··· Text provided ···
Slaving operations continued in Lagos until 1851 in spite of the British anti-slavery patrols. In 1841 Oba Akitoye ascended on to the throne in Lagos and tried to end the trade, but Lagos merchants, most notably Madam Tinubu (after whom Tinubu Square in Lagos is still named) resisted the ban, deposed the king and installed his brother Oba Kosoko. The British, however, supported Oba Akitoye, and aided him in regaining his throne in 1851. A decade later, these close connections helped Britain annex the kingdom, which had the dual effect of crushing the slave trade and allowing the British to control trade.
When the Liverpool and Bristol slave traders were faced with abolition, they searched for new exports from Africa. Industrialisation in Britain and Europe created a new market for palm oil as a lubricant for machinery, in medicines and for soap and candle-making. Palm oil produced in the interior of Lagos was believed to be of the best quality in West Africa. The oil, along with other commodities such as ivory, led Lagos to become one of the centres of European commerce in West Africa, giving it the nickname ‘the Liverpool of West Africa’. In 1887, the remainder of modern-day Nigeria was seized by Britain, and Lagos was declared its capital. Ex-slaves, known as Creoles, returned from Sierra Leone, Brazil and the West Indies to Lagos, contributing to the Portuguese architecture on Lagos Island.
···
Reproduce the passage on the history of Lagos word for word.
··· Source data ···
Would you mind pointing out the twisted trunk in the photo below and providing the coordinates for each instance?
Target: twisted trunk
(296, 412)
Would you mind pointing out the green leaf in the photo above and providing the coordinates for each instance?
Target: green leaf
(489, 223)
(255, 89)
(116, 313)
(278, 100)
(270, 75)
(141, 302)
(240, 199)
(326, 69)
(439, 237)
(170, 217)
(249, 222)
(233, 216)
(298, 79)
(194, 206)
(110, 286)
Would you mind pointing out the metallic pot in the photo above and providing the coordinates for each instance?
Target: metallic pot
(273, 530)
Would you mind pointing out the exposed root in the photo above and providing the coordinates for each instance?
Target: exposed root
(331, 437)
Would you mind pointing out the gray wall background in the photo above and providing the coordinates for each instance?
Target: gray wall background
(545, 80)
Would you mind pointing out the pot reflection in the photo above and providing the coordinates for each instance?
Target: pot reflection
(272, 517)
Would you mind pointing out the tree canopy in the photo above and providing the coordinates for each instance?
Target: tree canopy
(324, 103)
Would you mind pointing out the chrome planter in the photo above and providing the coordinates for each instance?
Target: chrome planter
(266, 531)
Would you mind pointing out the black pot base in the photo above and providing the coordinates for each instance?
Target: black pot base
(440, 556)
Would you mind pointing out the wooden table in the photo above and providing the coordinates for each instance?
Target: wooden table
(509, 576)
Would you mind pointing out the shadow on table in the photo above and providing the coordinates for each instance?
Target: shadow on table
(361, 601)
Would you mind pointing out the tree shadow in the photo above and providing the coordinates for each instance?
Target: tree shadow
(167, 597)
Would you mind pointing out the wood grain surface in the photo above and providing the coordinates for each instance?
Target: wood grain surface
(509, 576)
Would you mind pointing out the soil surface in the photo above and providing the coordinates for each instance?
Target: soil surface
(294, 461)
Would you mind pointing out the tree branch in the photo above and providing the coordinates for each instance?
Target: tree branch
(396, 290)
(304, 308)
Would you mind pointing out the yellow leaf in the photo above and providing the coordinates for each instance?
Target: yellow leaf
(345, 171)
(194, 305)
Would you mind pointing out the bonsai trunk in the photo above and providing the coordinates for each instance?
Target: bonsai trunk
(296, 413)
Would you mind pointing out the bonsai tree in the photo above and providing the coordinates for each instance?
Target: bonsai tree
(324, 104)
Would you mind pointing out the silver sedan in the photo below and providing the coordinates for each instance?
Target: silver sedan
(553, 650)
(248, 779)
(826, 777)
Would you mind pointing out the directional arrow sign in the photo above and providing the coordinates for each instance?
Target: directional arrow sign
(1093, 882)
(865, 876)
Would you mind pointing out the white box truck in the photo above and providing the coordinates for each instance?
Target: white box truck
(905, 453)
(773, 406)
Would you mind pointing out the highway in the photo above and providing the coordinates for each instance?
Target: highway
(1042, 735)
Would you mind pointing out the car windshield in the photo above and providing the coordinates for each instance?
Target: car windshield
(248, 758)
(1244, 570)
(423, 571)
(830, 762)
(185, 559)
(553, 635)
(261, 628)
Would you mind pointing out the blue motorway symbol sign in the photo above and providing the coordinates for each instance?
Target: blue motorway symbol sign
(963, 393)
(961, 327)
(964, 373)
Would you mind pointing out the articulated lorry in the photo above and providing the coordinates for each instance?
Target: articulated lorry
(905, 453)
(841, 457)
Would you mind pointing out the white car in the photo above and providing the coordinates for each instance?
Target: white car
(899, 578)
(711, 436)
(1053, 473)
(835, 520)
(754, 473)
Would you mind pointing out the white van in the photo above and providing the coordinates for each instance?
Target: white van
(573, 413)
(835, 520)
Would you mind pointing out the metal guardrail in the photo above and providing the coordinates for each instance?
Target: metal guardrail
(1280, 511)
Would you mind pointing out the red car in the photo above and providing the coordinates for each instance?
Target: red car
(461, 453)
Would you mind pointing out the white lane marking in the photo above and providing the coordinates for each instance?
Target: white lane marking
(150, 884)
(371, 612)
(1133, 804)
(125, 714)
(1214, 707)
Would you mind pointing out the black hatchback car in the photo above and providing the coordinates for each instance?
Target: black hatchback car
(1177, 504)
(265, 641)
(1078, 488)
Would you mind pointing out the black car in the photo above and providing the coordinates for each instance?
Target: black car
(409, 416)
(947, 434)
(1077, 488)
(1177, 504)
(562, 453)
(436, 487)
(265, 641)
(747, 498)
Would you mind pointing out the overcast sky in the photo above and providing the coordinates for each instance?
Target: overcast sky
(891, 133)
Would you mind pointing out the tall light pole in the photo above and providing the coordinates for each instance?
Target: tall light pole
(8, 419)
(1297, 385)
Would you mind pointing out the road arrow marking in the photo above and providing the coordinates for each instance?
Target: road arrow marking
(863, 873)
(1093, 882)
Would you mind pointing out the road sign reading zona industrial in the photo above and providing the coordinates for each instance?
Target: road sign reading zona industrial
···
• _Exercise result_
Slaving operations continued in Lagos until 1851 in spite of the British anti-slavery patrols. In 1841 Oba Akitoye ascended on to the throne in Lagos and tried to end the trade, but Lagos merchants, most notably Madam Tinubu (after whom Tinubu Square in Lagos is still named) resisted the ban, deposed the king and installed his brother Oba Kosoko. The British, however, supported Oba Akitoye, and aided him in regaining his throne in 1851. A decade later, these close connections helped Britain annex the kingdom, which had the dual effect of crushing the slave trade and allowing the British to control trade.
When the Liverpool and Bristol slave traders were faced with abolition, they searched for new exports from Africa. Industrialisation in Britain and Europe created a new market for palm oil as a lubricant for machinery, in medicines and for soap and candle-making. Palm oil produced in the interior of Lagos was believed to be of the best quality in West Africa. The oil, along with other commodities such as ivory, led Lagos to become one of the centres of European commerce in West Africa, giving it the nickname ‘the Liverpool of West Africa’. In 1887, the remainder of modern-day Nigeria was seized by Britain, and Lagos was declared its capital. Ex-slaves, known as Creoles, returned from Sierra Leone, Brazil and the West Indies to Lagos, contributing to the Portuguese architecture on Lagos Island.